PROBLEMS TO SOLVE →
1. Print the soap history passage word for word, starting at "Many ancient people" and ending at "the 17th century.".
2. Proceed with the text on the history of soap, picking up after its last sentence.
(EXTRACT)
There is a soap legend according to which there was a hill in Rome called Mount Sapo. They say there was a temple on the peak of that hill where people would sacrifice animals, and their remains such as ashes and resulting grease would drop into a river. The women who used to wash their clothes in that river soon discovered that their clothes were cleaner when they used to wash them in the lap of the Mount Sapo. This is a charming story, but probably a lie. Nobody has ever heard of a hill called Sapo.
Soap was probably discovered in the fire pits used by hunters, over which it had rained. The animal fats have drained to the ground, into the ashes and the rains have wet the ashes and formed a brute kind of lye. Cavemen probably knew the recipe of soap. In the diggings of the old Babylon, dating as far back as 2800 BC, soap was found. An ancient Egyptian medical papyrus describes the properties of vegetable oils mixed with alkaline salts.
The interesting fact is that soap for personal hygiene and bodily cleaning seems to have appeared much later. Generally, it had been used for washing wool and doing laundry long before someone thought of using soap for cleaning himself. The ashes, oil or animal grease have been used by people to anoint their bodies in order to look distinctive or unusual.
In order to turn oils into soap, the ashes must be turned into lye. This process must have been the most difficult to achieve earlier by our ancestors. The process of making lye on an industrial scale has been invented in the 19th century and had a huge impact on soap industry. Before that time, most of the soap was made with the help of potassium. Caustic potash is a potassium salt which is still being used in the making of liquid soaps. Adding table salt or sodium chloride to harden soap was used at least in the Roman epoch.
Many ancient people have discovered the utility of soap. Ancient Romans, Celts, Hebrews, Phoenicians and Egyptians have known how to turn several oils and greases into soap. After the fall of the Roman Empire, a great part of Europe seemed to forget how to make soap. Because of that, personal hygiene has gained in popularity only in the 17th century.
(End EXTRACT)
(RECORDS PROVIDED)
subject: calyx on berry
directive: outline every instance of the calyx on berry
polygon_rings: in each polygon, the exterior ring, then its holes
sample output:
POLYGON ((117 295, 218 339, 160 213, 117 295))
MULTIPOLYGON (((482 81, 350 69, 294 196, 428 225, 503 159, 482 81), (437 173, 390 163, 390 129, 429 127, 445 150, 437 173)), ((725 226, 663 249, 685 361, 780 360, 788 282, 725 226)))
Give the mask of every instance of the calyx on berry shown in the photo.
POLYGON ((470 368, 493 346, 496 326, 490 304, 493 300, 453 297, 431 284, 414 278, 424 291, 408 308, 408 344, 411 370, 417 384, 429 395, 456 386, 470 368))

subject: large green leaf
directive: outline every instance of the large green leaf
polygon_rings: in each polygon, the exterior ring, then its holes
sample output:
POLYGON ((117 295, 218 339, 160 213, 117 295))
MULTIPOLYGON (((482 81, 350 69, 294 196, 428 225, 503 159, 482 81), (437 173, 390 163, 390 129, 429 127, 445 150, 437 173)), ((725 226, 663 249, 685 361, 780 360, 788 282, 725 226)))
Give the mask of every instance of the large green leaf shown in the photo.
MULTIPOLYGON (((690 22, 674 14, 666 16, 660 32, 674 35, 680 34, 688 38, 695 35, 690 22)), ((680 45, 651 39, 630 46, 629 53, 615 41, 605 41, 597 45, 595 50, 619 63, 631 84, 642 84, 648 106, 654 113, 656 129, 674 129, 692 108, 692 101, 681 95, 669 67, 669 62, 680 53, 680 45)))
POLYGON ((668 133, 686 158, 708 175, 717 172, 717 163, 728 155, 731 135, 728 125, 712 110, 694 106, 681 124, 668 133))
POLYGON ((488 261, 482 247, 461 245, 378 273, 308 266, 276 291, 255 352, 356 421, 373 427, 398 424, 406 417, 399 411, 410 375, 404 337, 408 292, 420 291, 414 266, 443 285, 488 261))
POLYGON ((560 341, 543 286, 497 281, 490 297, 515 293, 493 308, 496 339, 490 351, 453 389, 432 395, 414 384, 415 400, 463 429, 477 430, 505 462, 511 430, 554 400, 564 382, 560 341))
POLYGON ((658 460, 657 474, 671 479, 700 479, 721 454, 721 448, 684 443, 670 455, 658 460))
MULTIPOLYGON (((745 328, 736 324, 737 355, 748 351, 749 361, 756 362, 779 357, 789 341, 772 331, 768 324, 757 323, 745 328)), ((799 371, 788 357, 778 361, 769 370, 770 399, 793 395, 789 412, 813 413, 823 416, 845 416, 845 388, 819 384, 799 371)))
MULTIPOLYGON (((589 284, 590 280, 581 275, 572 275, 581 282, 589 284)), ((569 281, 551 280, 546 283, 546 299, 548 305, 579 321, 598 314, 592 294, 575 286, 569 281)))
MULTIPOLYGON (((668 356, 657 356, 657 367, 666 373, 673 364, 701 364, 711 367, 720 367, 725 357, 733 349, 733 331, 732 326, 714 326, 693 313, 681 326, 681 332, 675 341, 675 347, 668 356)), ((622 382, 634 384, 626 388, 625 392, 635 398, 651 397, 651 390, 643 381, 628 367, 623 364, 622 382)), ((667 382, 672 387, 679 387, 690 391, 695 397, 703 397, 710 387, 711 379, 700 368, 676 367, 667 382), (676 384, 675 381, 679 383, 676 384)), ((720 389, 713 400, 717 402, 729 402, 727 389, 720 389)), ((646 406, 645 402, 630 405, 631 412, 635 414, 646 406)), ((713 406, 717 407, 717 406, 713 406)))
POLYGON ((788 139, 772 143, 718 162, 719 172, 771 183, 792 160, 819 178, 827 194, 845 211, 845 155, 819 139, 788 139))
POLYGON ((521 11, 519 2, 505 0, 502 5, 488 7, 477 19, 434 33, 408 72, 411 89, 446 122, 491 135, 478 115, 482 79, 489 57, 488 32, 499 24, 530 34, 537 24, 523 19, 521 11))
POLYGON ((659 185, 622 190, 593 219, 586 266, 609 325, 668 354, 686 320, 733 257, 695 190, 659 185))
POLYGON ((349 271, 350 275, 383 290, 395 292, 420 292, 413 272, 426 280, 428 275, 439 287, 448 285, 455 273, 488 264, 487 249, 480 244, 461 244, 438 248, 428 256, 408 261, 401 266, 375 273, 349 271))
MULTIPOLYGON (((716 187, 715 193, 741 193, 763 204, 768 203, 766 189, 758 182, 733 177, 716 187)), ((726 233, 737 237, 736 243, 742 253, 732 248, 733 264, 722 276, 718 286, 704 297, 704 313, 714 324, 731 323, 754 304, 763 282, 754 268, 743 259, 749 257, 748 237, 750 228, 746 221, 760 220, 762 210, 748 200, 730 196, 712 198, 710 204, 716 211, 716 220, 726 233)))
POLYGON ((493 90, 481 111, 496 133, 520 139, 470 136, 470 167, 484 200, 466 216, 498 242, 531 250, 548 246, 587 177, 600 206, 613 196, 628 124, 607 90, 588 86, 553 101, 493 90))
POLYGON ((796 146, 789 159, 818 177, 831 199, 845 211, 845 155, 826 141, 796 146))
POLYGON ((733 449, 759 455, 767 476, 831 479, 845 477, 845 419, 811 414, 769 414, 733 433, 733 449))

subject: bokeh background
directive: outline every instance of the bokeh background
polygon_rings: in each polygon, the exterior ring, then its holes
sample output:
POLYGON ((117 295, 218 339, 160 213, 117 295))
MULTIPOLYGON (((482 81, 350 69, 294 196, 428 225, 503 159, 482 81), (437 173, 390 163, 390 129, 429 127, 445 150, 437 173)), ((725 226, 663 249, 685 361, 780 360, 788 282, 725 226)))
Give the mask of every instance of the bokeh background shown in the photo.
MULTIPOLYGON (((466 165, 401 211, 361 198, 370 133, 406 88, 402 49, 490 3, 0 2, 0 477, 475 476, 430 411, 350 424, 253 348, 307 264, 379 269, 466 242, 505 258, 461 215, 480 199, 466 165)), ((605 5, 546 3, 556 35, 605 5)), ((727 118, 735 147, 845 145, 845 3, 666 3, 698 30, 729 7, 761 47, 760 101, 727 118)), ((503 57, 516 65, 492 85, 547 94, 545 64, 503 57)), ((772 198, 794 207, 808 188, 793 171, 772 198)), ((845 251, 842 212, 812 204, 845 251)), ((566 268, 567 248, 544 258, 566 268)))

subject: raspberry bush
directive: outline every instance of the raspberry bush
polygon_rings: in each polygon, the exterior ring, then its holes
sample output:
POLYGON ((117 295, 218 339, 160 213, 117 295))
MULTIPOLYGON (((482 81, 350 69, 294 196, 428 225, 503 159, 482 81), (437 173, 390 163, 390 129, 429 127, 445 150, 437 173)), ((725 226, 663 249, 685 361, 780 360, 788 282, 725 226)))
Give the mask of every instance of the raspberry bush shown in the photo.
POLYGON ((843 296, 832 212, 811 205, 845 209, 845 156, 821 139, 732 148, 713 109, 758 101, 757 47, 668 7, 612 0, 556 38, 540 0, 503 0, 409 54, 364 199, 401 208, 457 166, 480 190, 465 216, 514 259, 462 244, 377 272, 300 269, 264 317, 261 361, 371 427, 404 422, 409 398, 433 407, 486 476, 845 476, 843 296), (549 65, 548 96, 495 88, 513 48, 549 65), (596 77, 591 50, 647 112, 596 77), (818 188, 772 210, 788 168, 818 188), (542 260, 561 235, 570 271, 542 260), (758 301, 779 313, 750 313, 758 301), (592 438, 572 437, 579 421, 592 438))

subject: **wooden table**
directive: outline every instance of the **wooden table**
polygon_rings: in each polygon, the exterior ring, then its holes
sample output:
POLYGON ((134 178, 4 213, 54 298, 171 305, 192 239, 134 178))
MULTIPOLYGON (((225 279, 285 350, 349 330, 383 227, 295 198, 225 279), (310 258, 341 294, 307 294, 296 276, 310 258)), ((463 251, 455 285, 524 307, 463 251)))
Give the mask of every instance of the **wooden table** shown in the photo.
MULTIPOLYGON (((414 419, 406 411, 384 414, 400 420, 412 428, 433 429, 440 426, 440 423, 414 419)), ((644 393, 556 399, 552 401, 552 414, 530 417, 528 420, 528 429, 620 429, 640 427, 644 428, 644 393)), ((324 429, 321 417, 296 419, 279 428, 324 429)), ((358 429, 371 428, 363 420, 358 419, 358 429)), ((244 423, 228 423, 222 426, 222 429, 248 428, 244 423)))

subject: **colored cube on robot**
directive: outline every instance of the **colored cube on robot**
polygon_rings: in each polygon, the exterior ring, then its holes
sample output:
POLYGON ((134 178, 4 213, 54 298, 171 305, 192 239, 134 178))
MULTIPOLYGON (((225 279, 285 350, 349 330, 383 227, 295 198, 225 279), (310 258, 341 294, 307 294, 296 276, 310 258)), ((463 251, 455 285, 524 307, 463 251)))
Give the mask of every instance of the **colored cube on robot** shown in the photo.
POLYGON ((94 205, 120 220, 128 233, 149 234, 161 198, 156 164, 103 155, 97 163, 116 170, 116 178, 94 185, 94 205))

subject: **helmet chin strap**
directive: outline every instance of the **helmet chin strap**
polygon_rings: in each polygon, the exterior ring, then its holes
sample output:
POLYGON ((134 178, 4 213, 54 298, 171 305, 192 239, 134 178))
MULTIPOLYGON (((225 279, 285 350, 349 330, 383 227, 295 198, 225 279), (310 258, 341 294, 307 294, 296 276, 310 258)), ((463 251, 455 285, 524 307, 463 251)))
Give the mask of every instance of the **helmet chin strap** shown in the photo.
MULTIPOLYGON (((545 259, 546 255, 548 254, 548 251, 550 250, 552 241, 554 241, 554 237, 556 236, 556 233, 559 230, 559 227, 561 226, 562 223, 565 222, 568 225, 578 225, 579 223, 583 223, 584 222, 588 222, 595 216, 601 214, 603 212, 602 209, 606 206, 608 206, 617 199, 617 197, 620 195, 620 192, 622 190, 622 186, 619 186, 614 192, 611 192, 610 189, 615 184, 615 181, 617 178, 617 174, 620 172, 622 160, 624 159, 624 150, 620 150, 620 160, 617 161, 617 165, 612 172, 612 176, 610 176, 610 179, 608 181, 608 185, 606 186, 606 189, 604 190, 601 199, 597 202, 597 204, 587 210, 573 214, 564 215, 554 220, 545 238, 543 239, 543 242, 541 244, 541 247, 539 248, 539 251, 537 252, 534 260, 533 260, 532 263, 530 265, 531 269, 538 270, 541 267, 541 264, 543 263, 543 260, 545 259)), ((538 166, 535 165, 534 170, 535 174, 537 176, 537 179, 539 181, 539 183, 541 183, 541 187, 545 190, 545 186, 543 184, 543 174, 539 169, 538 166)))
(End RECORDS PROVIDED)
RESULTS →
1.
Many ancient people have discovered the utility of soap. Ancient Romans, Celts, Hebrews, Phoenicians and Egyptians have known how to turn several oils and greases into soap. After the fall of the Roman Empire, a great part of Europe seemed to forget how to make soap. Because of that, personal hygiene has gained in popularity only in the 17th century.

2.
But what kind of oils or greases did people use throughout the centuries? This has varied around the world, depending on culture and mentality, and also in the vegetation of each country. Thus, in the Muslim world, soap was made of olive oil, palm tree oil, laurel oil and others. In Spain, the region of Castilla is known for easy to make pure olive oil soap. It has a soft consistence; it is white and does not make a lot of foam. In time, soap producers have noticed that coconut oil soap produces more foam whereas palm tree oil soap stabilizes the mixture and makes it harder. Castor oil hydrates the skin and can also produce plenty of foam. There are many other types of oils used for their healing properties.
They put a tax on soap as a luxury product in the 19th century, and this was done especially by the British. After the taxing was over, ordinary people began to afford soap too. Soap was first sold in America in 1608, when the first soap producer came from England.
In the beginning homemade soaps were soft and were kept in barrels and used whenever necessary. Salt was added to soap in order to harden it, so that it could be cut into pieces. Ordinary people could not afford to buy such salts and make their own soap, but they were used by soap producers in order to make huge blocks of soap. The blocks were cut into smaller pieces called nowadays "cakes of soap" and sold to the great public, but they gained their popularity only in late 19th century. The discovery of the industrial processes for making lye out of brine instead of ashes has revolutionized the soap industry and made the mass production possible.
Nowadays we can enjoy the various fragrances and consistencies of soap: liquid soap, the good old solid soap but enriched with all kinds of oils and scents, bath gels and shampoos, all to our disposal, aren't we lucky to enjoy all this variety? We should have a fresh appreciation for them and be grateful for what we benefit from today in terms of hygiene!